» **Task brief**
Return, unchanged, the lines of the listing below that run from the line containing "Consider the photo above. For every instance of the ocean" through the final line of the listing, inclusive.

--- Start of Available records ---

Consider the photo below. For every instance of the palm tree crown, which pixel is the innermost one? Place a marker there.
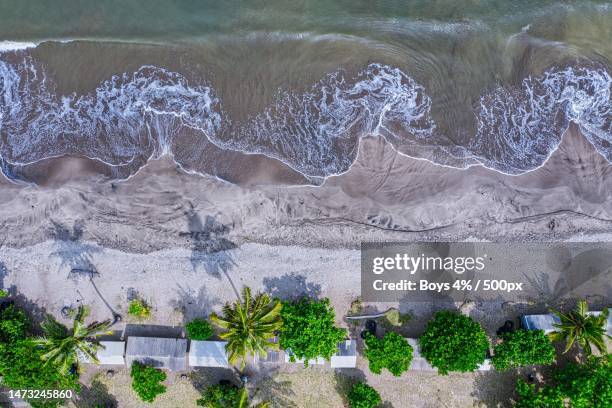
(62, 345)
(249, 325)
(579, 326)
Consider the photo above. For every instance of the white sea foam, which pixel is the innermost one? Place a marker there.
(133, 117)
(15, 46)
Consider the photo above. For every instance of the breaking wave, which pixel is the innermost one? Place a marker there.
(131, 118)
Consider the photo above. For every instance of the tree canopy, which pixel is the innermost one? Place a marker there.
(309, 329)
(454, 342)
(391, 352)
(521, 348)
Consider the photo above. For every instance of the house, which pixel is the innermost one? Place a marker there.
(111, 353)
(313, 361)
(346, 357)
(169, 354)
(208, 354)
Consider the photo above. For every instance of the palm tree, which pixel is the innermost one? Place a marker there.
(62, 345)
(579, 326)
(250, 325)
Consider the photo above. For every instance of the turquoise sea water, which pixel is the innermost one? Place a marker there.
(460, 83)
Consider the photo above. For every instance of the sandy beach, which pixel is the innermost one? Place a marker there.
(186, 244)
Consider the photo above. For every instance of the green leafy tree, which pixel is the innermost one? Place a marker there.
(21, 364)
(578, 326)
(199, 329)
(227, 396)
(362, 395)
(391, 352)
(521, 348)
(249, 325)
(308, 329)
(531, 397)
(146, 381)
(454, 342)
(62, 345)
(139, 309)
(587, 385)
(14, 324)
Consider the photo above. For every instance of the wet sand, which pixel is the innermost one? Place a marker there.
(384, 196)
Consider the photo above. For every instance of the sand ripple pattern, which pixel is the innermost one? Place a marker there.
(133, 117)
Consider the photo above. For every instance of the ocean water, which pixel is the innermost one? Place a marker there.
(458, 83)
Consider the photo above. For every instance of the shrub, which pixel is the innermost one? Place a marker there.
(453, 342)
(391, 352)
(146, 381)
(199, 329)
(362, 395)
(139, 309)
(222, 395)
(308, 329)
(523, 347)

--- End of Available records ---

» **Final result**
Consider the photo above. For every instance of the ocean water, which pixel is the innermost one? Place a marker there.
(458, 83)
Consider the photo above. For every instance of the shrub, which pixel is the innermost one? Place a marker there.
(453, 342)
(391, 352)
(146, 381)
(199, 329)
(362, 395)
(139, 309)
(222, 395)
(308, 329)
(523, 347)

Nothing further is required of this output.